**Selected excerpt:**
****

Thank you to CodinGame for running the contest! I really enjoyed solving this problem.
I finished 14th (of 2,865)
https://www.codingame.com/contests/spring-challenge-2025/leaderboard/global
Since most people probably landed on the same general approach, I’ll focus mainly on a timeline of changes I made along with their impacts on my performance.
My solution throughout this entire competition has been a BFS with a hash table that maps a state (a 9x3 bitmap) to a count of times that state was seen. Language choice, hash table implementation, state canonicalization, and modular arithmetic turned out to be the most important concepts of this challenge.
Starting off, I built a solution in C# just so I could understand the rules and get to 100%. This got me as low as 6,000ms.
Very quickly I realized that a more performant language was necessary, so I decided to try Rust. This was my first real attempt at using Rust, and it worked out pretty well. I learned a lot. This migration of my logic got me down to 1,700ms, which surprised me. The GC (or my usage of it) really hurts. I'll most likely be using Rust for CG competitions from now on.
By swapping out the default Hasher implementation from the secure one to a simplified version of FxHasher (which is just a wrapping add, multiply, and shift) got me down to 1,500ms.
My biggest improvement was handling board symmetry. By calculating all 8 mirrored and rotated boards and shuffling counts for each of the symmetries as the search progressed deeper, I was able to drop an entire second down to 500ms.
This 8x8 mapping table and its inverse somehow took me a couple sheets of graphing paper to wrap my head around, but I got it working and it paid off.
After this I spent a lot of time messing with the Rust language itself, learning how to profile code, and tweaking and precomputing stuff wherever possible. Converting vectors to arrays dropped me to 300ms, and probably a dozen other changes combined got me down to 270ms. The main things that helped were simplifying loops, if statements, and bitwise operations (like flipping and rotating a board in one operation instead of a flip followed by a rotate).

****

**Items:**
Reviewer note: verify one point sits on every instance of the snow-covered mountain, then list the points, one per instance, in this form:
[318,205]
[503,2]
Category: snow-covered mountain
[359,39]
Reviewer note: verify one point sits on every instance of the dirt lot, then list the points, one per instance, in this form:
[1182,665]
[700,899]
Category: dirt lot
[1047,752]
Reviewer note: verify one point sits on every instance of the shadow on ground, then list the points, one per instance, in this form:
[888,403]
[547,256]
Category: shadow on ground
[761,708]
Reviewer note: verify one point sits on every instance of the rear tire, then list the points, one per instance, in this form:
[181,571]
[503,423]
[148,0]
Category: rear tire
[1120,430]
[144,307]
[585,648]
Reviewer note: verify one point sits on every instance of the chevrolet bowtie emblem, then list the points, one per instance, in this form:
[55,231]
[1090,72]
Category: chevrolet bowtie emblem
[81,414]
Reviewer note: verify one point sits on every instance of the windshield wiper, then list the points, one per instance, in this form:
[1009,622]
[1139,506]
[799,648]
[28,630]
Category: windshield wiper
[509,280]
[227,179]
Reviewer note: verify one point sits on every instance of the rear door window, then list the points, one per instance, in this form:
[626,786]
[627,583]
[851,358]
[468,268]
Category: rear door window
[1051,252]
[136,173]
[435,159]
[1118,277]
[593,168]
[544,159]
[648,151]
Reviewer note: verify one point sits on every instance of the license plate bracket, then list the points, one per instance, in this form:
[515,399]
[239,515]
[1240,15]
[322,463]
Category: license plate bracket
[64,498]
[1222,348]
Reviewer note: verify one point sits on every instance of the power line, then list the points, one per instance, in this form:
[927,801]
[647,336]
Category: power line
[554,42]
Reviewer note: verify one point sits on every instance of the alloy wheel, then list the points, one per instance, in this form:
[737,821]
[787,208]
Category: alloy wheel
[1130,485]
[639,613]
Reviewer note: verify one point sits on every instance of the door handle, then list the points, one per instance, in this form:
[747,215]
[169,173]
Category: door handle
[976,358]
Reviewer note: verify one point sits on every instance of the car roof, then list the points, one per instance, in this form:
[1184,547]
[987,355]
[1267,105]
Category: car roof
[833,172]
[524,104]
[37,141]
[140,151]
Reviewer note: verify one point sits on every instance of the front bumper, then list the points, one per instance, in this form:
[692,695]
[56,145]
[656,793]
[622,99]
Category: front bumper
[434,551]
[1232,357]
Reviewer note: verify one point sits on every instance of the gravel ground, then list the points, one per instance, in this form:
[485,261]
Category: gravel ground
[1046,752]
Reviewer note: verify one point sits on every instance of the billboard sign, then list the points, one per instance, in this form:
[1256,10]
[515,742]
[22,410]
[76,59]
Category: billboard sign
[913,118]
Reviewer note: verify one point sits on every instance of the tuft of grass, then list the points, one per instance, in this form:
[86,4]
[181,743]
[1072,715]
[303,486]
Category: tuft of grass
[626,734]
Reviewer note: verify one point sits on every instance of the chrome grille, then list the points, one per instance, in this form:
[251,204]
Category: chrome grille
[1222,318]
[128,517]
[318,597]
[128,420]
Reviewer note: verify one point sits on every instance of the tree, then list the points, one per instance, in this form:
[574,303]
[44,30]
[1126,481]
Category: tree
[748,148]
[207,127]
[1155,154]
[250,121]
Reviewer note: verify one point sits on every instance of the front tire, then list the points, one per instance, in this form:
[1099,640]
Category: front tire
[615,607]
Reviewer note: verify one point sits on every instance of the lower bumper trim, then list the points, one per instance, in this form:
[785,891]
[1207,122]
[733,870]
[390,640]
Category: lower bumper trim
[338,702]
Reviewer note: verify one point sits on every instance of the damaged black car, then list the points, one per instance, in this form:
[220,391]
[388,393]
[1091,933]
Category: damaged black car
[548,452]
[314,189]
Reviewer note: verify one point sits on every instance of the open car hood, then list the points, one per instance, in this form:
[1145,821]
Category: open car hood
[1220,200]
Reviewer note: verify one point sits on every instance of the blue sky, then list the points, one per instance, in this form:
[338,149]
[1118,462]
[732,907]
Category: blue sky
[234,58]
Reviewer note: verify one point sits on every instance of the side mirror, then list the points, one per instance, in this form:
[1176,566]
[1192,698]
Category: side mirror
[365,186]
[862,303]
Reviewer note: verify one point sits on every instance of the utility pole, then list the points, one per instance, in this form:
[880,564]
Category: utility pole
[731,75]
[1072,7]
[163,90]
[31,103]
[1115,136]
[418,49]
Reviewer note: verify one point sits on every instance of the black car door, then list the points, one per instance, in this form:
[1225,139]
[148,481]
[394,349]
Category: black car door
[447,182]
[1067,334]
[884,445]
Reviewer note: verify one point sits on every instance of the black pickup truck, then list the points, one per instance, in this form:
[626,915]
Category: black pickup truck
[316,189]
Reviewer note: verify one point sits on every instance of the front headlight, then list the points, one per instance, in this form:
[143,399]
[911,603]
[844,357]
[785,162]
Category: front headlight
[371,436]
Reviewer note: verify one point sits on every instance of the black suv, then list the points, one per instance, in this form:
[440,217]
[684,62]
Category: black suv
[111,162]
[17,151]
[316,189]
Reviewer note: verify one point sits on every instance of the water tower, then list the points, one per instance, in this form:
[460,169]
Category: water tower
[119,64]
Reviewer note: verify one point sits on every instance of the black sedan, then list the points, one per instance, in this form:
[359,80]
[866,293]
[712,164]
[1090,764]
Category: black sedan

****

**Brief A:**
Answer these questions using the contest write-up:
(i) What final place did the writer finish in, and out of how many?
(ii) In which language was the first solution written, and what time did it get down to?
(iii) Which operations make up the simplified FxHasher?
**Brief B:** Pick up the contest write-up after its last sentence and continue it.
The records are separate from the contest write-up.

**Written response A:**
(i) 14th, out of 2,865.
(ii) C#, and it got as low as 6,000ms.
(iii) A wrapping add, a multiply, and a shift.

**Written response B:**
At this point I recalled basic modular arithmetic rules and realized how stupid it was to store all my values in u128 types (because they’d overflow even as u64s). Just by doing math correctly I was able to drop my state size down from 132 bytes to 36 which got my overall score down to 100ms.
From here I never really made much progress despite spending a ton of time building custom trees and hash maps and hybrids. The closest I got to matching the performance of the built-in HashMap was still about 5% slower, so in the end I just went with a HashMap that mapped states to indexes, and a vector that contained the next depth’s states to expand. This gave me the best combination of key lookup speed and full set iteration speed in testing.
My state generation started with a precomputed array of neighbors for each cell that I’d iterate through, but later this was changed to a hardcoded list of all permutations which helped a bit. I tried precomputing large tables of masks and resulting child states to hopefully generate states in only a few lookups, but it was somehow slower.
What I find interesting (especially after reading some of the other postmortems) is that I was able to finish as well as I did without any unsafe code. I certainly tried quite a few things that required it, but they never performed better in practice and so didn't make it into the final version.
Since I wasn’t convinced that the final tests wouldn’t just be slight modifications of the current validators (rotated or increased depth), in the last few hours I went with the crowd and decided to hardcode all the known validators. Hopefully the final validators were randomly and fairly chosen to prevent such hardcoding, but if not, I wanted to partake.
In the end, my flamegraph indicated that I was spending about 18% of my time canonicalizing, 16% generating states, 28% doing hashmap stuff, and 13% adding to and removing from vectors. With my current Rust experience, I think this is as performant as I can get without digging deeper into the finer points of the language.
Because the search space for this game is so low, I was able to calculate a massive lookup table that maps any unique state count (what you see on the tests and validators) to a list of board/depth pairs. If this becomes a standard optimization puzzle after the competition ends then I’ll be able to hardcode the solutions to any fixed validators very quickly. People were discussing the "trial and error" approach to discovering the validators, but when you know the unique state count you can actually just compute them.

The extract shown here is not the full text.